DIRECTIONS FOR THIS TASK => Give back every line of the data, transcribed exactly.
*** Begin section ***
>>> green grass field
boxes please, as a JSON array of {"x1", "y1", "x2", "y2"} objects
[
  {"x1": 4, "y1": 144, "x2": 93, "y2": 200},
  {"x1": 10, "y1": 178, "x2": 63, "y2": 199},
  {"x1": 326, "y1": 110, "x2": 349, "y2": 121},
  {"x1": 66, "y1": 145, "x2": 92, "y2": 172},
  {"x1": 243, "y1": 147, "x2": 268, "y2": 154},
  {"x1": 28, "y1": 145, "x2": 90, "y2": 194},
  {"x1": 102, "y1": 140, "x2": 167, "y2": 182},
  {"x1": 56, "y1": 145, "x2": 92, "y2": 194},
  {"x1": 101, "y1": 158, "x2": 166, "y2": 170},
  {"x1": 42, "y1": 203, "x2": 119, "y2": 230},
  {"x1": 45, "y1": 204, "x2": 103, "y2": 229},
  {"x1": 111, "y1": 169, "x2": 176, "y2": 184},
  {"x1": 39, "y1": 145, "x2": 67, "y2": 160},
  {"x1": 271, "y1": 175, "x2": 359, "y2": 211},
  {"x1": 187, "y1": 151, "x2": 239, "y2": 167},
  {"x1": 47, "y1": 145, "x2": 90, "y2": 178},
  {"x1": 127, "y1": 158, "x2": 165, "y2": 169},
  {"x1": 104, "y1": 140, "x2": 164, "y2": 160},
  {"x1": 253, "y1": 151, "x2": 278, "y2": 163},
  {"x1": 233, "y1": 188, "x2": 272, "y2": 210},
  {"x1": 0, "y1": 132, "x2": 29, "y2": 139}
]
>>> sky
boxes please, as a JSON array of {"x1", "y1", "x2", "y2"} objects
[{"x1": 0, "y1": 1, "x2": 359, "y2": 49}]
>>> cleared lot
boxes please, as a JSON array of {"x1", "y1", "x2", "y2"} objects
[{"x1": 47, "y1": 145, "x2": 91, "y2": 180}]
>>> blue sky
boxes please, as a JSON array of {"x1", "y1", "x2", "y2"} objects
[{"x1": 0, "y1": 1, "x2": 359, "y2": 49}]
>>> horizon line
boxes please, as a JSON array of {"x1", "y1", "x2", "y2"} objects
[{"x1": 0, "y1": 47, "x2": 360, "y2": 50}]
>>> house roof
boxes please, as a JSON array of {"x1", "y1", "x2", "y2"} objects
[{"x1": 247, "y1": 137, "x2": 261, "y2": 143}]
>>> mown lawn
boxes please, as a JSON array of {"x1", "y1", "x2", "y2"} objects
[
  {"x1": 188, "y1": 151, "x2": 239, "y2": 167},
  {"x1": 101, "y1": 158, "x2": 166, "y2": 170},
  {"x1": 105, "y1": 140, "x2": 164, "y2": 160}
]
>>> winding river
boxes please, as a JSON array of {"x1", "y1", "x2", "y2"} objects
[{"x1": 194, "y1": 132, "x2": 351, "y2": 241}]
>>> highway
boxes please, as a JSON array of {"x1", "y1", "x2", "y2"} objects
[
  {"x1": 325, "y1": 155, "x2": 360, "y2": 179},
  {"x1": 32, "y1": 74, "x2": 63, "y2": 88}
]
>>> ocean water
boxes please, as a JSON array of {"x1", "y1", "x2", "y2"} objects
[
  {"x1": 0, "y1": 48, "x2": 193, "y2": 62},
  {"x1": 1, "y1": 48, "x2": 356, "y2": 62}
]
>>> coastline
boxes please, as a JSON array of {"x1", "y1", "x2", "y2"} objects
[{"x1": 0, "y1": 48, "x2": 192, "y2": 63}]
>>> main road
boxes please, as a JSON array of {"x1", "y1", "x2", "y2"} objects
*** End section ***
TASK OUTPUT =>
>>> green grass field
boxes please, as a JSON array of {"x1", "y1", "x2", "y2"} objects
[
  {"x1": 4, "y1": 144, "x2": 93, "y2": 200},
  {"x1": 10, "y1": 178, "x2": 63, "y2": 199},
  {"x1": 326, "y1": 110, "x2": 349, "y2": 121},
  {"x1": 66, "y1": 145, "x2": 92, "y2": 172},
  {"x1": 243, "y1": 147, "x2": 268, "y2": 154},
  {"x1": 28, "y1": 145, "x2": 90, "y2": 194},
  {"x1": 102, "y1": 140, "x2": 167, "y2": 182},
  {"x1": 56, "y1": 145, "x2": 92, "y2": 194},
  {"x1": 101, "y1": 158, "x2": 166, "y2": 170},
  {"x1": 42, "y1": 203, "x2": 119, "y2": 230},
  {"x1": 45, "y1": 204, "x2": 103, "y2": 229},
  {"x1": 111, "y1": 169, "x2": 176, "y2": 184},
  {"x1": 39, "y1": 145, "x2": 67, "y2": 160},
  {"x1": 271, "y1": 175, "x2": 359, "y2": 211},
  {"x1": 187, "y1": 151, "x2": 239, "y2": 167},
  {"x1": 47, "y1": 145, "x2": 90, "y2": 178},
  {"x1": 127, "y1": 158, "x2": 165, "y2": 169},
  {"x1": 104, "y1": 140, "x2": 164, "y2": 160},
  {"x1": 253, "y1": 151, "x2": 278, "y2": 163},
  {"x1": 233, "y1": 188, "x2": 272, "y2": 210},
  {"x1": 0, "y1": 132, "x2": 29, "y2": 139}
]
>>> sky
boxes please, as a JSON array of {"x1", "y1", "x2", "y2"} objects
[{"x1": 0, "y1": 1, "x2": 359, "y2": 49}]
>>> cleared lot
boxes please, as a JSON array of {"x1", "y1", "x2", "y2"} objects
[{"x1": 47, "y1": 145, "x2": 91, "y2": 180}]
>>> blue sky
boxes please, as a JSON array of {"x1", "y1", "x2", "y2"} objects
[{"x1": 0, "y1": 1, "x2": 359, "y2": 49}]
>>> horizon line
boxes please, as a JSON array of {"x1", "y1", "x2", "y2"} objects
[{"x1": 0, "y1": 47, "x2": 360, "y2": 50}]
>>> house roof
boxes please, as a JSON array of {"x1", "y1", "x2", "y2"} objects
[{"x1": 247, "y1": 137, "x2": 261, "y2": 143}]
>>> mown lawn
boxes please, as a JSON array of {"x1", "y1", "x2", "y2"} objects
[
  {"x1": 188, "y1": 151, "x2": 239, "y2": 167},
  {"x1": 101, "y1": 158, "x2": 166, "y2": 170},
  {"x1": 105, "y1": 140, "x2": 164, "y2": 160}
]
>>> winding river
boxes please, as a JSON array of {"x1", "y1", "x2", "y2"} objects
[{"x1": 194, "y1": 132, "x2": 351, "y2": 241}]
>>> highway
boxes please, as a JSON array of {"x1", "y1", "x2", "y2"} objects
[
  {"x1": 325, "y1": 155, "x2": 360, "y2": 179},
  {"x1": 32, "y1": 74, "x2": 63, "y2": 88}
]
>>> ocean water
boxes please, as a JSON array of {"x1", "y1", "x2", "y2"} objects
[
  {"x1": 0, "y1": 48, "x2": 193, "y2": 62},
  {"x1": 1, "y1": 48, "x2": 356, "y2": 62}
]
>>> coastline
boxes please, as a JSON array of {"x1", "y1", "x2", "y2"} objects
[{"x1": 0, "y1": 48, "x2": 192, "y2": 63}]
>>> main road
boxes please, as a JSON array of {"x1", "y1", "x2", "y2"} objects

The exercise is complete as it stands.